Input records
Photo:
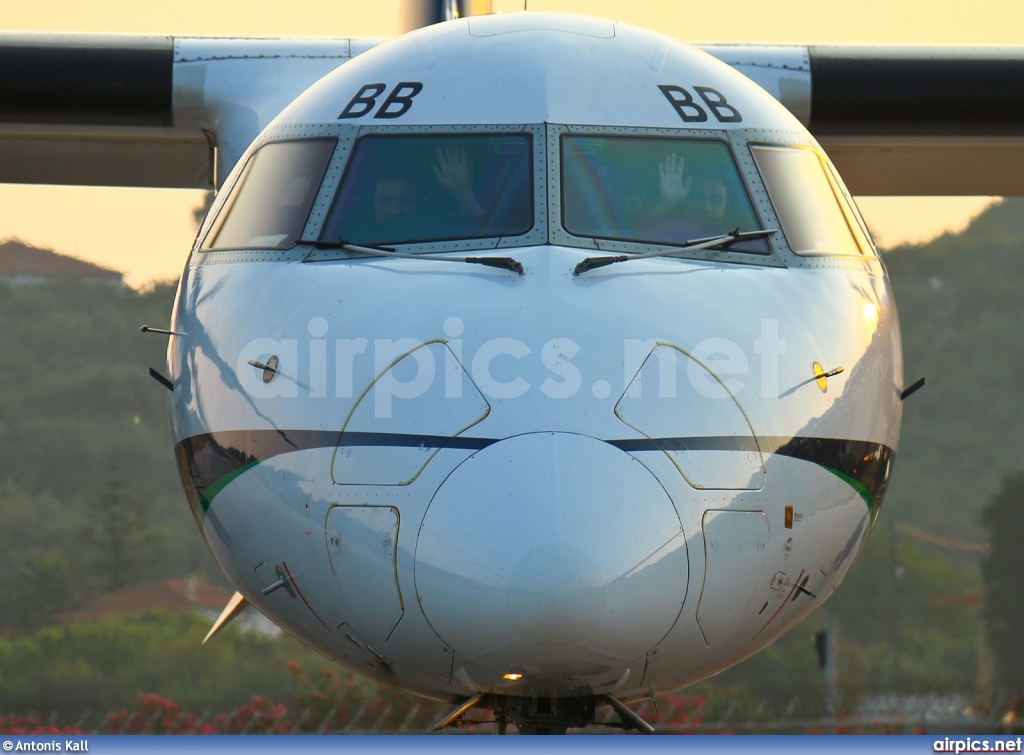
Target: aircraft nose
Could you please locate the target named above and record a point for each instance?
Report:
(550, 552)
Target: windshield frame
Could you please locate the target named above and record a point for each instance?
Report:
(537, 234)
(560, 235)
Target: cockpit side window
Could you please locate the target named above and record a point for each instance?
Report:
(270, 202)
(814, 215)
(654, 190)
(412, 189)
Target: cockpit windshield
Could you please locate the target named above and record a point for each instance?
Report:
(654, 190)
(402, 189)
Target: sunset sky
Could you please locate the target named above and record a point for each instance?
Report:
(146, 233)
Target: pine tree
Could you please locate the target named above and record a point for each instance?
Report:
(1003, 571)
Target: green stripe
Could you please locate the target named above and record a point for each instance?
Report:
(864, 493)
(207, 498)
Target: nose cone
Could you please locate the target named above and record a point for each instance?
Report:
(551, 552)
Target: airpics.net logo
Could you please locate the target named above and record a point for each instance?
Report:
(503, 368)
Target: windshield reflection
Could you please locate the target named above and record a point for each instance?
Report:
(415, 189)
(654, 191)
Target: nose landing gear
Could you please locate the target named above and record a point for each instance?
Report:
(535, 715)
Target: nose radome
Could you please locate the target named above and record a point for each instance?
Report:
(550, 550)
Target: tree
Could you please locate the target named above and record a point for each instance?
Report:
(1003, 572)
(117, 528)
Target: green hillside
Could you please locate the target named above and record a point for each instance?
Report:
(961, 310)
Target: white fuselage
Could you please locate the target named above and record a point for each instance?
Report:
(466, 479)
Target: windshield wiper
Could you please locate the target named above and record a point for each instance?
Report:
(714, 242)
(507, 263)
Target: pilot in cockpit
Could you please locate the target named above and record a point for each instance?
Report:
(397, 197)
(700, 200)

Aim of the task
Find "Target: nose radome" in the data above, then repeat that line and all lines after it exactly, ending with the final line.

Response for this exercise
Target: nose radome
Could you please locate the target named above and record a point for each instance?
Report:
(550, 550)
Target: tree
Could you please locate the target named above and record a point for each instance?
Report:
(1003, 572)
(117, 528)
Target: green hillside
Could you please locate the target named above and record a point for each instance?
Report:
(961, 310)
Target: white fuselage
Could you please locate the target named above and record a point for each instance?
Report:
(466, 479)
Target: windshield wiper
Could you please locate the target named above and record a point for each instance?
Report:
(714, 242)
(507, 263)
Target: pilot in cockpit
Could you please locate the target named above and record a point for each instance?
Report:
(397, 197)
(700, 200)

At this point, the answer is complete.